*The task*. Keep the pictures out and restate every record exactly.
###
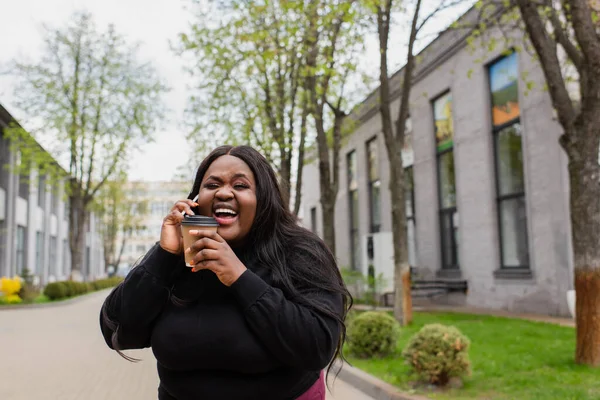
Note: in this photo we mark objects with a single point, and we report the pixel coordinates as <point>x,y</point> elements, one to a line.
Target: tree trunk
<point>394,144</point>
<point>77,227</point>
<point>286,174</point>
<point>300,168</point>
<point>402,299</point>
<point>584,174</point>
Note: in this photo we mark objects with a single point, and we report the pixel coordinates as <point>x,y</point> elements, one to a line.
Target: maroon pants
###
*Completed task*.
Note: in this photo we mark objects with a single point, and we report the pixel coordinates as <point>x,y</point> elements, one to a line.
Target: tree trunk
<point>394,144</point>
<point>77,227</point>
<point>286,174</point>
<point>300,168</point>
<point>402,299</point>
<point>584,174</point>
Note: in this photo we mark objects with a single point, and we report the pixel coordinates as <point>x,y</point> elements, one to a line.
Target: maroon pants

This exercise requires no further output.